### Prompt
From the line with "--target distant mountain ridge" down to the final line of the material below, quote every line exactly and leave out all lines before it.
---------- Record excerpts ----------
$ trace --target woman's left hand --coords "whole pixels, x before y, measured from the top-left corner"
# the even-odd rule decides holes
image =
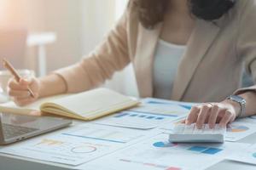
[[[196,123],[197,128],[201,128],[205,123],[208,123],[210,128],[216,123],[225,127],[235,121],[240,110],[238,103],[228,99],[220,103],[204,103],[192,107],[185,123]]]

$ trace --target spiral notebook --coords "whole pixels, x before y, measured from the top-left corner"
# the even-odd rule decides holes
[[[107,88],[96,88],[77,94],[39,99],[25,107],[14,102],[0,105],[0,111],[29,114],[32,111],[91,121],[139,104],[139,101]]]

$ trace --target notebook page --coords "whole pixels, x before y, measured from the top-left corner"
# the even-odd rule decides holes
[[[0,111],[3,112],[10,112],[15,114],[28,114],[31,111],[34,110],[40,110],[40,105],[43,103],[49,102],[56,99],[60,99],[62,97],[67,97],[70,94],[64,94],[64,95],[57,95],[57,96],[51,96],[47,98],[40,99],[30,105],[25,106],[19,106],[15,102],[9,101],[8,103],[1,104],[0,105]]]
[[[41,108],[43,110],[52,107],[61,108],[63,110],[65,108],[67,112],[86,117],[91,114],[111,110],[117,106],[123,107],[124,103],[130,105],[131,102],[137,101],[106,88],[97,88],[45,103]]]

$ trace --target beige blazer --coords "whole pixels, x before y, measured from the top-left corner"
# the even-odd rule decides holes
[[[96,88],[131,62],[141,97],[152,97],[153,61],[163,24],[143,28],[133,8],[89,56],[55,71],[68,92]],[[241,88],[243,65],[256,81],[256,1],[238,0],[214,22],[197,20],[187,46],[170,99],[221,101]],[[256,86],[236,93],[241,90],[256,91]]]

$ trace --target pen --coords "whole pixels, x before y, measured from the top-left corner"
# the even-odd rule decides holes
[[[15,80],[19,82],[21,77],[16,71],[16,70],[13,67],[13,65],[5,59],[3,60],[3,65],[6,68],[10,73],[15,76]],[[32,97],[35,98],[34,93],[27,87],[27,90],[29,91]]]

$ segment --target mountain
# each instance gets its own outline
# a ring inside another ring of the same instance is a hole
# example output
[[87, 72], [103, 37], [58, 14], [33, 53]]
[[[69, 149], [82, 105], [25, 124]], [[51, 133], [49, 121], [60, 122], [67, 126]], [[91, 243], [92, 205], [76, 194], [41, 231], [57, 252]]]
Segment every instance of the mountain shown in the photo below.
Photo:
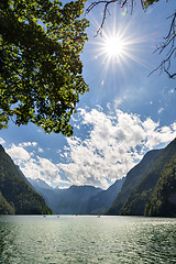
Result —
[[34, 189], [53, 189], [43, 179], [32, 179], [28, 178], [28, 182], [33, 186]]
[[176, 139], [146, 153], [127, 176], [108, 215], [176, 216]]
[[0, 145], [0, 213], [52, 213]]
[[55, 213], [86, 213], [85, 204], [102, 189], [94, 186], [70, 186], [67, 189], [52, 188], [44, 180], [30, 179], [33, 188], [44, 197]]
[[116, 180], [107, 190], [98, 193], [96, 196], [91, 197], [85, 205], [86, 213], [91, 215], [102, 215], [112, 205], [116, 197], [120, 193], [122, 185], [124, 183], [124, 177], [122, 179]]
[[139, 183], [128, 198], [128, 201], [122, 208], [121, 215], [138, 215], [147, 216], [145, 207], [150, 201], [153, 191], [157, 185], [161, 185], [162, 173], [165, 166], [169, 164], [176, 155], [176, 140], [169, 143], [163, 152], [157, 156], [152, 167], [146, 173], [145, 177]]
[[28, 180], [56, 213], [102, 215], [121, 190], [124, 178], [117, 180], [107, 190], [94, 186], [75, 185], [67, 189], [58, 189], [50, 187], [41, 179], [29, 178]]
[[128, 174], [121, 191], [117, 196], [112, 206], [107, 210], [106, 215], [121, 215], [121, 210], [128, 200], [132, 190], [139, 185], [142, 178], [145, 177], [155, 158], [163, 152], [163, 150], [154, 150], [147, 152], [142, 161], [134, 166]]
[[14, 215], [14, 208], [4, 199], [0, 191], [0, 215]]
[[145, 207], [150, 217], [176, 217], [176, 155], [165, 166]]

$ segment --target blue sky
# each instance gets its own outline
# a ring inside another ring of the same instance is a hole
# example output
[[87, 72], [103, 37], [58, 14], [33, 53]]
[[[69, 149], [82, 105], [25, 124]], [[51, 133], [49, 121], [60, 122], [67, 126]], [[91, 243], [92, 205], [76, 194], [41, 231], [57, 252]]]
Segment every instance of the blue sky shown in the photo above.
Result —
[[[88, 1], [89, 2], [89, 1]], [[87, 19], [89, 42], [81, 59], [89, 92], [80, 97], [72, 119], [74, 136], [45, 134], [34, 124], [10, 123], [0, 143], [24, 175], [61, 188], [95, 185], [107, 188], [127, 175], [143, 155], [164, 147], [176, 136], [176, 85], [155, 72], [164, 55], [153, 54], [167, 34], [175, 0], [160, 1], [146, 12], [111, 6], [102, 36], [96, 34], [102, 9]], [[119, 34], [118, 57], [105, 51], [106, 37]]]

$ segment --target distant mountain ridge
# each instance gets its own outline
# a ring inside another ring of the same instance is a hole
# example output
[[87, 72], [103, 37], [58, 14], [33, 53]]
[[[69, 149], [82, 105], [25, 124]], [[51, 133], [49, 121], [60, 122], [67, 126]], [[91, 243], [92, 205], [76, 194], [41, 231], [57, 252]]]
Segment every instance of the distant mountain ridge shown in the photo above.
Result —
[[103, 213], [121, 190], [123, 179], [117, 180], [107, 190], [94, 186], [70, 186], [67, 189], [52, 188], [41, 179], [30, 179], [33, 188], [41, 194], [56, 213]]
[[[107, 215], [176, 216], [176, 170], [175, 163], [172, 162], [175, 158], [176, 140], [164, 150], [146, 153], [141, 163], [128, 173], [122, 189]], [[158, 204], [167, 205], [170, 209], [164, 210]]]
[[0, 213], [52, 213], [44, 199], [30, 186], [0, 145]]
----------
### Finished task
$ segment --target distant mountain ridge
# each instance gets its own outline
# a ring inside another ring of the same instance is a hole
# example output
[[87, 72], [103, 37], [58, 14], [33, 53]]
[[[69, 149], [82, 105], [25, 124]], [[51, 133], [49, 121], [60, 122], [67, 126]], [[91, 243], [92, 205], [76, 194], [41, 231], [57, 252]]]
Segment every instance of the distant mountain ridge shown in the photo above.
Result —
[[103, 213], [121, 190], [123, 179], [117, 180], [107, 190], [94, 186], [70, 186], [67, 189], [52, 188], [41, 179], [30, 179], [33, 188], [41, 194], [56, 213]]
[[[107, 215], [176, 216], [176, 170], [175, 163], [172, 162], [175, 158], [176, 140], [164, 150], [146, 153], [141, 163], [128, 173], [122, 189]], [[158, 204], [167, 205], [170, 209], [164, 210]]]
[[0, 213], [52, 213], [44, 199], [30, 186], [0, 145]]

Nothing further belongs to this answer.